Arrange all of the data below as a numbered list, with blank lines skipped and the pictures omitted.

===== INPUT RECORDS =====

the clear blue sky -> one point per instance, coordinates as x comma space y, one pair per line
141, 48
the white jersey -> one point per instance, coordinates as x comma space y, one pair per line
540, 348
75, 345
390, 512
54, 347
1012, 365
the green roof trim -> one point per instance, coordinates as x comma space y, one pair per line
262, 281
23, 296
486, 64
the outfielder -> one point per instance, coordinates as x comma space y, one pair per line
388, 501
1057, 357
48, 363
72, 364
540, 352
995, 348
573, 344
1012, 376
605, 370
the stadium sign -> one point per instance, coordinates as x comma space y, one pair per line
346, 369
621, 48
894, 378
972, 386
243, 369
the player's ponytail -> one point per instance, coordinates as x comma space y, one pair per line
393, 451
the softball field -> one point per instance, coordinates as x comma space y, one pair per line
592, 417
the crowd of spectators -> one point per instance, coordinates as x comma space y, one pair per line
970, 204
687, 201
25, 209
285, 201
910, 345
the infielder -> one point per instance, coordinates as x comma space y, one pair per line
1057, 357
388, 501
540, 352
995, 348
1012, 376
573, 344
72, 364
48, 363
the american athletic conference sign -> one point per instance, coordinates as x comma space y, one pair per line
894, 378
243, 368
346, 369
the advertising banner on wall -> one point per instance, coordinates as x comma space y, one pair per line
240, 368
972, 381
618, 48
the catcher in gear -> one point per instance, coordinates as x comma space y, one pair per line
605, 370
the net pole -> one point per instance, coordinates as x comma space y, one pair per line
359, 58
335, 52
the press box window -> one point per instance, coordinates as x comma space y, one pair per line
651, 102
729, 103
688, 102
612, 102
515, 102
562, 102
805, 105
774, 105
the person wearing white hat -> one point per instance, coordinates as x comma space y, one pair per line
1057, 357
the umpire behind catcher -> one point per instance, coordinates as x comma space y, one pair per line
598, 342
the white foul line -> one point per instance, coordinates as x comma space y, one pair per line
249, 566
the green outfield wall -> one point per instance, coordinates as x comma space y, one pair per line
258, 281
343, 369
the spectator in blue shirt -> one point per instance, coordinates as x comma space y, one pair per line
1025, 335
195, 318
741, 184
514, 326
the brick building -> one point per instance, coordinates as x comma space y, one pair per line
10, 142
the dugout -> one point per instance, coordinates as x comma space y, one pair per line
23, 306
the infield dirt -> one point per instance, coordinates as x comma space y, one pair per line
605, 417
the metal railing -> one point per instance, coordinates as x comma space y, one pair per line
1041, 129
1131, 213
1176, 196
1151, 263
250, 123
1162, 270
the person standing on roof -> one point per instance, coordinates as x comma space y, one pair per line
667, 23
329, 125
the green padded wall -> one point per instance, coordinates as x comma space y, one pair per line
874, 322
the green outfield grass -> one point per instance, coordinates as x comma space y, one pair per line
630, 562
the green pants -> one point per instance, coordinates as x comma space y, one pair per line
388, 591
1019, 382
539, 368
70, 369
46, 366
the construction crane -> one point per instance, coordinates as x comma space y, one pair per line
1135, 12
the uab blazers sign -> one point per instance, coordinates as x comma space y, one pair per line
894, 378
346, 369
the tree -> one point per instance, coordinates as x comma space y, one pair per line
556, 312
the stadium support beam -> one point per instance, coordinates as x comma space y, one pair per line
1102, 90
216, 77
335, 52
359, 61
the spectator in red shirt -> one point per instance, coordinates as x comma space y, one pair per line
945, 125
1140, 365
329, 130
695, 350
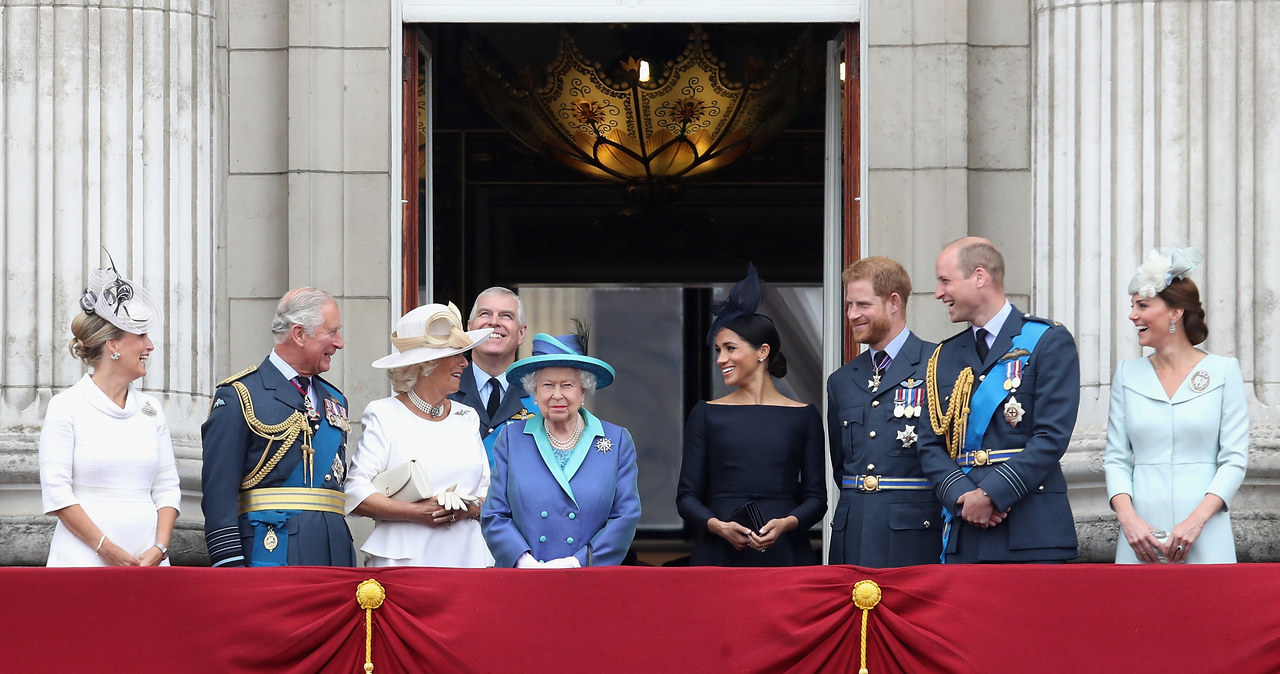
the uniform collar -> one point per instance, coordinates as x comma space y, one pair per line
895, 345
996, 321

=====

COMPLETED EXERCISE
1. the clear blue sky -> one point per instance, coordinates as x comma space y, one pair per line
2. 141, 48
3. the white jersey -> one point per instance, coordinates as x comma space y, one pair per line
4. 540, 348
5. 75, 345
6. 390, 512
7. 54, 347
8. 1012, 365
9. the green roof trim -> one point per instance, coordinates as x comma space y, one pair per line
10. 262, 281
11. 23, 296
12. 486, 64
13. the outfielder -> one point per instance, coordinates as x comma space y, one pair per line
14. 388, 501
15. 1057, 357
16. 48, 363
17. 72, 364
18. 540, 352
19. 995, 348
20. 573, 344
21. 1012, 376
22. 605, 370
23. the stadium sign -> one point per instance, coordinates as x comma space y, one pair per line
24. 346, 369
25. 621, 48
26. 894, 378
27. 972, 386
28. 243, 369
29. the player's ponytail -> one point per instance, coordinates as x comma space y, one pair per line
30. 393, 451
31. the softball field -> one point per instance, coordinates as x comma space y, one pair per line
32. 592, 417
33. the crowd of spectators -> one point per instance, coordinates as x comma space y, one pair per line
34. 970, 204
35. 687, 201
36. 25, 209
37. 285, 201
38. 910, 345
39. the infielder -> one point per instance, coordinates as x comma space y, one pair per line
40. 1057, 357
41. 388, 501
42. 540, 352
43. 995, 348
44. 1012, 376
45. 573, 344
46. 72, 364
47. 48, 363
48. the american athletic conference sign -> one point per instance, coordinates as x comma space y, one pair per line
49. 894, 378
50. 243, 368
51. 346, 369
52. the advertising banner on wall -> one point per instance, coordinates as x comma space y, one pair per line
53. 240, 368
54. 972, 381
55. 618, 48
56. the catcher in gear -> one point per instance, coordinates as x comma space y, one pair per line
57. 605, 370
58. the net pole -> one point per instance, coordinates as x comma space y, one pair per line
59. 359, 58
60. 335, 52
61. the press box window -> one point per instance, coordinates as x comma space y, one pair per line
62. 651, 102
63. 729, 103
64. 688, 102
65. 612, 102
66. 515, 102
67. 562, 102
68. 805, 105
69. 774, 105
70. the person wearing white hat -> one point per instance, coordinates as x comma space y, one pair per line
71. 1057, 357
72. the umpire behind catcher -> one point per instance, coordinates as x comma space y, one pair per line
73. 598, 342
74. the white foul line -> one point per instance, coordinates as x comma space y, one pair per line
75. 249, 566
76. the green outfield wall -> one point per instance, coordinates as x comma space y, one pair per line
77. 258, 281
78. 343, 369
79. the spectator in blue shirt -> one point per instance, coordinates as x comma space y, one pair per line
80. 1025, 335
81. 195, 318
82. 741, 184
83. 514, 326
84. the brick building -> one point per instance, coordinates as x comma space y, one pair per line
85. 10, 142
86. the dugout -> one point per instance, coordinates as x comma space y, one pair per line
87. 23, 306
88. the infield dirt -> one point per instance, coordinates as x comma space y, one pair per line
89. 605, 417
90. the metal railing -> one point per instance, coordinates as x comma space y, one pair per line
91. 1041, 129
92. 1131, 213
93. 1176, 196
94. 1151, 263
95. 250, 123
96. 1162, 270
97. the person standing on roof -> one point per instance, coordinates as x comma space y, one pair per line
98. 667, 23
99. 329, 125
100. the green padded wall -> one point per instance, coordinates as x comma space y, one pair per line
101. 874, 322
102. the green outfield grass -> one point per instance, coordinates as x comma space y, one pair per line
103. 630, 562
104. the green pants -> one point per instance, coordinates as x comma space y, one pair per line
105. 388, 591
106. 1019, 382
107. 539, 368
108. 70, 369
109. 46, 366
110. the construction crane -> one point per instance, coordinates as x comma space y, one pair per line
111. 1135, 12
112. the uab blazers sign -> one point per instance, coordinates as x comma space y, one pair per line
113. 894, 378
114. 346, 369
115. the tree -> one point per instance, coordinates as x comma space y, one pair per line
116. 556, 312
117. the stadium support beam -> one point per instance, coordinates as x comma space y, one pair per line
118. 1102, 90
119. 216, 77
120. 335, 52
121. 359, 61
122. the spectator in red shirt -> one point per instance, coordinates as x comma space y, one pair per line
123. 945, 125
124. 1140, 365
125. 329, 130
126. 695, 350
127. the uniform collar -> one point per instance, coordinates as x comma space y, one pair per line
128. 895, 345
129. 996, 321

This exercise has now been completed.